こうしてニュートンは「Method of Fluxions( 流率法)」と彼が呼ぶもの(=将来「微分積分学」と呼ばれることになる分野)や、プリズムでの分光の実験(光学)、万有引力の着想などに没頭することができたのである。
結局、このわずか1年半ほどの期間にニュートンの主要な業績の発見および証明がなされているので、この期間のことは「驚異の諸年」とも、「創造的休暇」とも呼ばれている。

万有引力の法則に関して、古い伝記などでは「リンゴの木からリンゴが落ちるのを見て万有引力を思いついた」とするものが多かったが、基本的にウールスソープ滞在当時の文書記録や物証があるわけではなく、はるか後に(ロバート・フックと、万有引力に関して先取権争いのいざこざも生じた後に)そうだった、とニュートンが知人や親類などに語った話などがもとになって流布した話にすぎない。

つまり利害関係者当人が語る話やその伝聞の類にすぎず、内容に関しては真偽が不明である。

ニュートンが万有引力の法則を思いついたきっかけが一体何だったか、という点については、現代ではニュートン自身の主張や伝説は脇に置いておいて様々な検証・推察がなされていて、いくつかの説がある。

ひとつは友人のロバート・フックがきっかけになっている、とする説であり、他には、それ以前にも、この時代のイギリスの自然哲学者たちが影響を受けたケプラーの説(ケプラーの法則)を受けている、とする分析もある。

物が落ちる現象、つまり物体が地球に引きつけられる現象であれば、以前から誰もが知っていて、それに関する説は古代ギリシアのアリストテレスも自説を唱えていた。
この時代のイギリスでは(ニュートンに限らず)同時代の自然哲学者たち幾人もが、先人のケプラーやガリレオの説にヒントを得て、それを一般化・改良しようと試行錯誤を始めていたらしい。

1665年にカレッジを卒業し、バチェラー(Bachelor of Arts; 学士)の学位を得た。

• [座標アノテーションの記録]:
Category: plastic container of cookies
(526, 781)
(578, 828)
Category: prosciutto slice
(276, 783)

• [依頼内容]:
• 1. ニュートンについての文章によると、ニュートンの主な業績が発見・証明された約1年半の期間は、何と呼ばれていますか。
• 2. ニュートンについての文章を、最後の文の続きから書き進めてください。
これらのエントリーは、ニュートンについての文章とは関係がありません。

• [想定される回答]:
• 1. 「驚異の諸年」とも「創造的休暇」とも呼ばれています。

• 2.
1667年にペストがおさまると、ケンブリッジ大学に戻り、その年の10月、同大学でフェロー職を務めていた2名が階段から落ちたうえに他の1名が発狂し、欠員が計3つ生じたため、ニュートンはフェローになることができ、研究費を支給されるようになった。

その年に『無限級数の解析 (De Analysi per Aequationes Numeri Terminorum Infinitas)』を書いた(刊行1671年)。また論文『流率の級数について(De methodis serierum et fluxionum)』を発表した。

この数学的研究について解説すると、ニュートンとライプニッツはそれぞれ独立に、異なった視点から微分積分法を発見した。

後々、優先権をめぐって熾烈な争いが展開されることになる。

ニュートンの発表はライプニッツより遅いのだが、ライプニッツより早く発見していた、と主張した。
ニュートンは病的に猜疑心が強い性格で、ライプニッツが盗んだとの主張を続けて、結局25年の長きにわたり法廷闘争を行うことになる。

1669年にケンブリッジ大学のルーカス教授職に就いた。
これは師バローがニュートンの才能を認めて自分のポストを弟子に譲ろうと打診したものであり、ニュートンは一度断ったが、結局その申し出を受け入れることにした。
ルーカス教授としての役割は、幾何学、算術、天文学、光学、地理学のいずれかの講義を毎学期わずか10回ほど持つことと、週に2回学生との会合に出るだけでよいというものであった。

ニュートンは自分が開拓した光学について講義したが、内容が斬新すぎ理解しがたかったらしく、学生がひとりも講義に現れず出席者が無いということもしばしばだった。

ルーカス教授時代に、彼の二大著書となる『光学 (Opticks)』の執筆(刊行は1704年)および『自然哲学の数学的諸原理』の執筆・刊行(1687年刊)、および聖書研究や錬金術の実験などに没頭し、また哲学者でもあったので、自然学に対する情熱と同じくらいの情熱、あるいはそれ以上の情熱を神学に注いだ。

ニュートンの死後残された蔵書1624冊のうち、数学・自然学・天文学関連の本は259冊で16%であるのに対して、神学・哲学関連は518冊で32%である。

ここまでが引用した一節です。